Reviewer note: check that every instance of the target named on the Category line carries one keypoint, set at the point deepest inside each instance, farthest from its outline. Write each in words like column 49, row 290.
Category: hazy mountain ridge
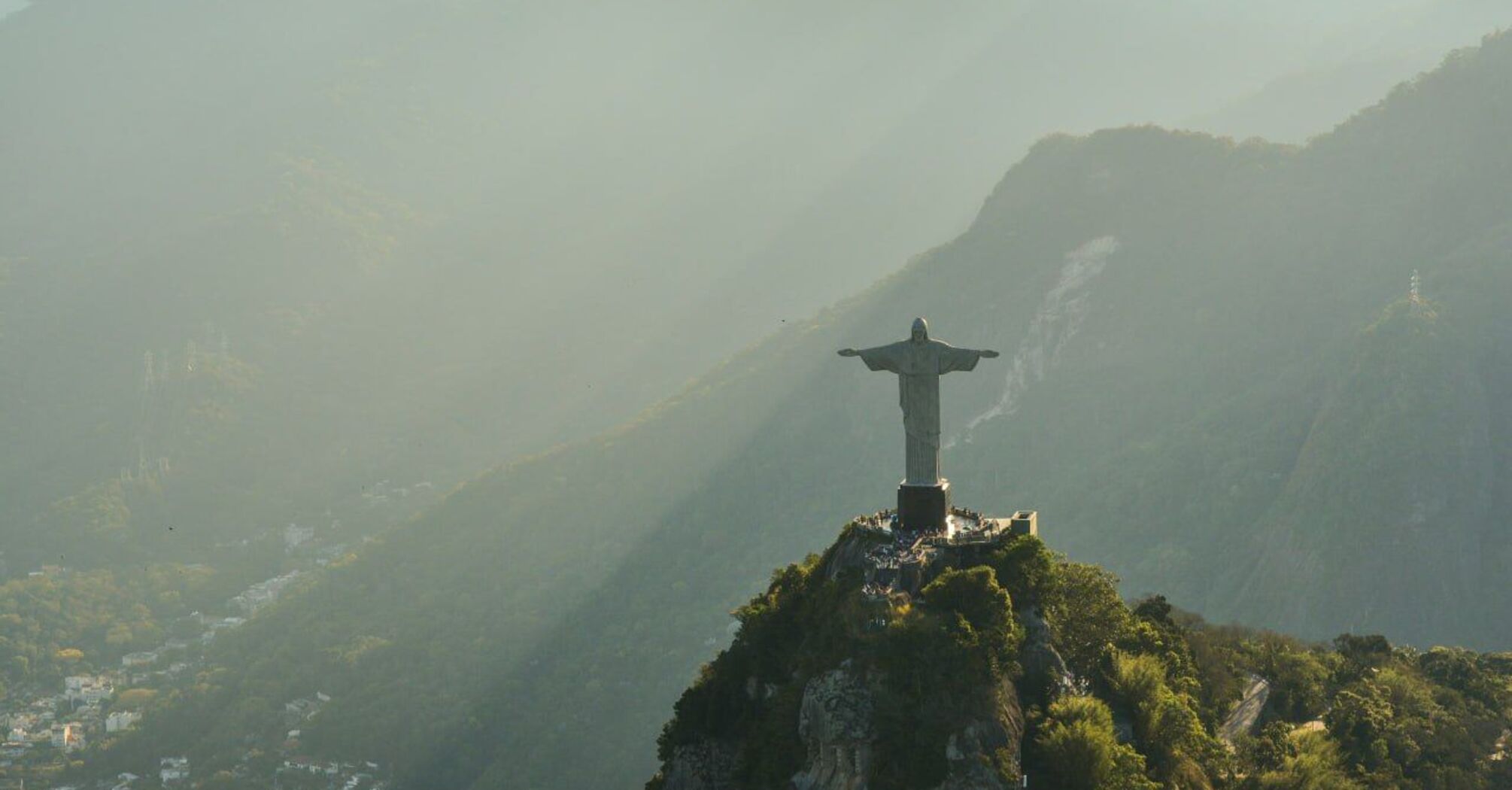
column 997, row 662
column 1170, row 423
column 606, row 199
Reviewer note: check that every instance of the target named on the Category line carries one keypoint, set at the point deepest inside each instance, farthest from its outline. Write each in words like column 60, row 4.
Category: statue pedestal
column 925, row 507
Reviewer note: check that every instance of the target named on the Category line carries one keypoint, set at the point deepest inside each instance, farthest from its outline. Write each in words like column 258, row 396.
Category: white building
column 120, row 721
column 68, row 736
column 138, row 659
column 173, row 769
column 88, row 689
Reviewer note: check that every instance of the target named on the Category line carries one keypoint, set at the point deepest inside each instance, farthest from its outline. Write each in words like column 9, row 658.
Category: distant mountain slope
column 1196, row 377
column 404, row 217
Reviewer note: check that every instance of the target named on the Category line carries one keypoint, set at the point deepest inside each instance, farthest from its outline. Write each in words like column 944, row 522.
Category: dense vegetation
column 1149, row 689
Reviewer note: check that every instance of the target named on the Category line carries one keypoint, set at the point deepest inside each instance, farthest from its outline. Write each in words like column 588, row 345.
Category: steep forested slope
column 396, row 218
column 1208, row 384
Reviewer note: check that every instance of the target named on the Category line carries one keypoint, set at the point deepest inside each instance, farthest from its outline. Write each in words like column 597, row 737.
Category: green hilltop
column 1004, row 662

****************

REQUIRED TASK ▸ Repeat word for word the part of the material above that opens with the line containing "597, row 737." and runs through the end of the material.

REPLY TO THE TASK ▸
Reviewer note: check that every instance of the target named on the Category line carries one keypoint, set at the point deepest inside each instance, farthest from its outline. Write each in words like column 597, row 737.
Category: green hilltop
column 1004, row 662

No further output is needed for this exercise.